• _Tarefa 1_: Reescreva o trecho do texto sobre o sistema prisional que começa com "Esse triste quadro" e termina com "prevenção da criminalidade.", trocando "presídios" por "penitenciárias".

• _Texto da página_:
::::::::

A população carcerária atual ultrapassa 130 mil presos, para pouco mais de 60 mil vagas, e existem 250 mil mandados de prisão a serem cumpridos.
Esse triste quadro obriga a investir na área prisional, mas só construir presídios não resolverá o problema, cujo deslinde passa preferencialmente pelos recursos dirigidos a educação, saúde, habitação, justa distribuição da renda e saneamento básico, os melhores antídotos na prevenção da criminalidade.
Mas é necessário também direcionar investimentos para situações críticas do sistema prisional, em especial nas grandes prisões, ingovernáveis e inadministráveis, e que desrespeitam as recomendações internacionais de 600 presos, no máximo, por estabelecimento.
Por outra parte, como já sugere o Evangelho, urge separar o joio do trigo. Ou seja, o criminoso primário não pode conviver com o reincidente; o perigoso, com quem não oferece maiores riscos ao seu próximo, oferecendo-se a todos oportunidade de trabalho, educação e capacitação profissional e assegurando-lhes o retorno à liberdade como cidadãos úteis, pois um bom sistema penitenciário é fator de segurança da sociedade.
Finalmente, é fundamental o envolvimento da comunidade, por meio de suas lideranças, dos empresários, dos trabalhadores e das igrejas. E o instrumento legal para que isso ocorra são os Conselhos da Comunidade, ainda pouco utilizados e que em muito poderão aperfeiçoar o sistema carcerário brasileiro.
Neste momento de recrudescimento da criminalidade violenta, de aumento do crime organizado e do narcotráfico, é importante não perder a razão e não pensar que a violência do crime deve ser respondida com a violência do Estado, em círculo vicioso que sacrifica vidas humanas.

::::::::

• _Entradas selecionadas_:
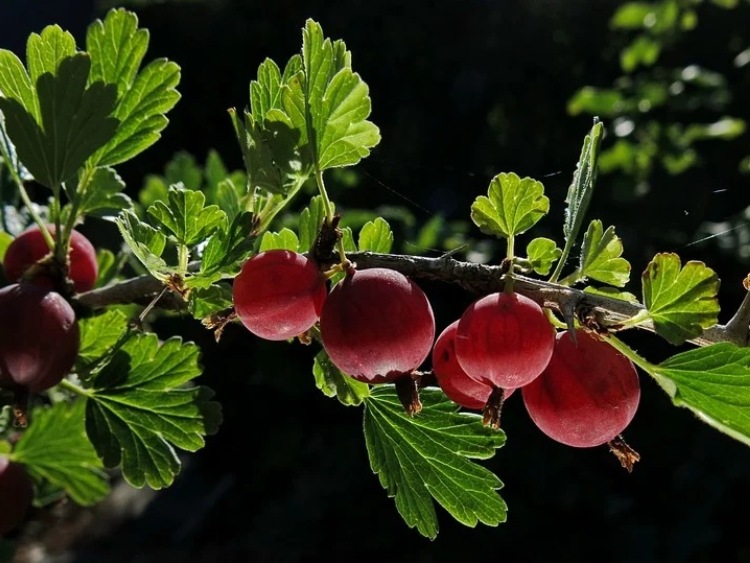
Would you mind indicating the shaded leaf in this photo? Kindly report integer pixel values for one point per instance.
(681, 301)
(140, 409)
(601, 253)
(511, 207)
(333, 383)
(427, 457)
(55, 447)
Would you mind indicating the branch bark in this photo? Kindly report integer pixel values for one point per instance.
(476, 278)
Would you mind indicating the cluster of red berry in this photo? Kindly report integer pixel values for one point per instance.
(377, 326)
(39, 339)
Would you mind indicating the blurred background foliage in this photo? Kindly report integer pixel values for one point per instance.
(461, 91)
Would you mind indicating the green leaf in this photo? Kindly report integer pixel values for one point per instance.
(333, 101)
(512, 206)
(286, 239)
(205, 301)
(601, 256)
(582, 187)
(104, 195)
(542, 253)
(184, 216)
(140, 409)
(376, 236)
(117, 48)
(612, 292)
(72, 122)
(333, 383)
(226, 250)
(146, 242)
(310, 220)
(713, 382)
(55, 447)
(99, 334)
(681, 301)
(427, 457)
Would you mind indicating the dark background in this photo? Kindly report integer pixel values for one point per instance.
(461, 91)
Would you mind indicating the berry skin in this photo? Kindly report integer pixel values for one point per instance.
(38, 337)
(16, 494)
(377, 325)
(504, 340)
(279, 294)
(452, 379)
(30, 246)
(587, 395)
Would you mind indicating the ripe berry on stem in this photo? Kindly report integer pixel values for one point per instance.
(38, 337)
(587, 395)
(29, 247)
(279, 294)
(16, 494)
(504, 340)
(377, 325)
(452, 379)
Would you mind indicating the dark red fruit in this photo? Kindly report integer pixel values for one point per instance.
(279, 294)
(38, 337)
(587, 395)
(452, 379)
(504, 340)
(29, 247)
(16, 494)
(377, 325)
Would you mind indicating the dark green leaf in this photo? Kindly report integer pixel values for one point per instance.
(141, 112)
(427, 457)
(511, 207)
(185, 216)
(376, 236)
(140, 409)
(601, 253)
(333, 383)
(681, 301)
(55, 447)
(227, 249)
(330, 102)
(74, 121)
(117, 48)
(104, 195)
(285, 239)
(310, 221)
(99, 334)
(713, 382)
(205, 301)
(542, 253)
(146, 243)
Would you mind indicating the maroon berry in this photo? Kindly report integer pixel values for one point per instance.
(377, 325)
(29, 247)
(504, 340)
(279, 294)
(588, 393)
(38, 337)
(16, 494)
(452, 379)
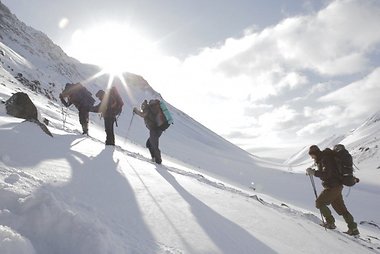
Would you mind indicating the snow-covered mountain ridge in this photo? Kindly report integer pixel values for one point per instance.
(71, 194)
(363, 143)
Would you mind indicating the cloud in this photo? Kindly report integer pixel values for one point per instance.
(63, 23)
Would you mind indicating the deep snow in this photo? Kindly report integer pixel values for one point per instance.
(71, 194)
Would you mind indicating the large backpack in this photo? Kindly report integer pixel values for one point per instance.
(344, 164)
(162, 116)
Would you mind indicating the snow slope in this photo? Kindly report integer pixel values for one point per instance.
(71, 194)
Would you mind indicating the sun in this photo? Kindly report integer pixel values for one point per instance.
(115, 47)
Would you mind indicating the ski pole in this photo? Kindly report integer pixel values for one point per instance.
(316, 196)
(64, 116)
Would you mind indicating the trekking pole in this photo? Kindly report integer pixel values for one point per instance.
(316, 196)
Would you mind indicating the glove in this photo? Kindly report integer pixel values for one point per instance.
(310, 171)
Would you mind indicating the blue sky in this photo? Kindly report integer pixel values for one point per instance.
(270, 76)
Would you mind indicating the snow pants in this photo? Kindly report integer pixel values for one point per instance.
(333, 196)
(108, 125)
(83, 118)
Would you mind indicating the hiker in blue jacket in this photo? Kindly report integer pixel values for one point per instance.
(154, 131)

::::::::

• _Tarefa 2_: Encontre nas entradas todas as linhas em que aparece a palavra "pole" e copie cada uma delas.

• _Resposta 1_:
Esse triste quadro obriga a investir na área prisional, mas só construir penitenciárias não resolverá o problema, cujo deslinde passa preferencialmente pelos recursos dirigidos a educação, saúde, habitação, justa distribuição da renda e saneamento básico, os melhores antídotos na prevenção da criminalidade.

• _Resposta 2_:
Would you mind indicating the ski pole in this photo? Kindly report integer pixel values for one point per instance.
Would you mind indicating the trekking pole in this photo? Kindly report integer pixel values for one point per instance.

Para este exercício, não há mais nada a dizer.